§ **EXCERPT TO READ**:

A team from the Bloomberg~Kimmel Institute for Cancer Immunotherapy at the Johns Hopkins Kimmel Cancer Center is introducing DeepTCR, a software that uses deep learning to understand T-cell receptor data. T-cell receptors (TCR) are protein complexes on the surface of T cells that recognize fragments of antigens such as those found on cancer cells and cells infected with viruses. TCRs play an important role in navigating T cells to locate antigens in the body. The research was in Nature Communications.
The lead author of the study is John-William Sidhom, an M.D./Ph.D. student at the Johns Hopkins University School of Medicine and Department of Biomedical Engineering. Sidhom comments, “DeepTCR is an open-source software that can be used to answer questions in research into infectious disease, cancer immunology, and autoimmune disease; any place where the immune system has a role through its T-cell receptors."
Using deep learning allows the software to analyze T-cell sequencing data more efficiently. The framework of the deep-learning software is a convolutional neural network, which structures the system so that users can locate T-cell sequencing patterns that are relevant to whatever specific exposure is relevant to their work, i.e. a type of cancer or an autoimmune disease.

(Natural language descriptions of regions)
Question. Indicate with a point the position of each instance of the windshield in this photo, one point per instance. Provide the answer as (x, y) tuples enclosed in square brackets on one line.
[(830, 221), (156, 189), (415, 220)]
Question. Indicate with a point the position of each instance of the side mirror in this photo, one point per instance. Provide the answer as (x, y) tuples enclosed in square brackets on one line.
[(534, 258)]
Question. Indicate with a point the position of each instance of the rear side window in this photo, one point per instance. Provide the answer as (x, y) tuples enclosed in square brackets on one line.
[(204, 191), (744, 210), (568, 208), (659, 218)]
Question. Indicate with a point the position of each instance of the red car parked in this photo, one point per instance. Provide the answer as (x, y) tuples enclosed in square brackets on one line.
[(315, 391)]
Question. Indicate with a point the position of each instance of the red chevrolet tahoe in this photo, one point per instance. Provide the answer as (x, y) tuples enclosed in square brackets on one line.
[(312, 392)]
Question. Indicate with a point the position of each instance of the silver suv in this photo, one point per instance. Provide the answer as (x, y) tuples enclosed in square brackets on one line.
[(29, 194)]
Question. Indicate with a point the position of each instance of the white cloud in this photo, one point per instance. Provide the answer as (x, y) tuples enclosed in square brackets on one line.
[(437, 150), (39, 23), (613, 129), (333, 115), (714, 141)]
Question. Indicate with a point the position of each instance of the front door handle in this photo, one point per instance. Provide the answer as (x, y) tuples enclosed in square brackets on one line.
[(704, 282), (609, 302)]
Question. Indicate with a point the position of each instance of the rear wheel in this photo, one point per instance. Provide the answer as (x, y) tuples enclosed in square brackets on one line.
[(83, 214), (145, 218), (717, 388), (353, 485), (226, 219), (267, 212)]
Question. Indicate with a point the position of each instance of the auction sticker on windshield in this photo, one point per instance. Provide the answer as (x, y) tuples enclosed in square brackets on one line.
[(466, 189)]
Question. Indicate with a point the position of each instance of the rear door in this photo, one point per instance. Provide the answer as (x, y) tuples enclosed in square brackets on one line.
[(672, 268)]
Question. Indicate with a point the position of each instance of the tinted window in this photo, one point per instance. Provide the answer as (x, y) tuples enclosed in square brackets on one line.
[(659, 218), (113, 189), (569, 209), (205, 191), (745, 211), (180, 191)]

§ **REQUIREMENT A**:
In the DeepTCR article, what kind of neural network serves as the software's framework?
§ **REQUIREMENT B**:
Quote the stretch of the DeepTCR article from "Using deep learning" through "an autoimmune disease.".
§ **REQUIREMENT C**:
Using the DeepTCR article, explain why a convolutional neural network framework is useful to people who work with the software.
The items have no connection to the DeepTCR article.

§ **RESPONSE A**:
A convolutional neural network.

§ **RESPONSE B**:
Using deep learning allows the software to analyze T-cell sequencing data more efficiently. The framework of the deep-learning software is a convolutional neural network, which structures the system so that users can locate T-cell sequencing patterns that are relevant to whatever specific exposure is relevant to their work, i.e. a type of cancer or an autoimmune disease.

§ **RESPONSE C**:
The convolutional neural network structures the system so users can locate T-cell sequencing patterns relevant to the specific exposure in their work, such as a type of cancer or an autoimmune disease.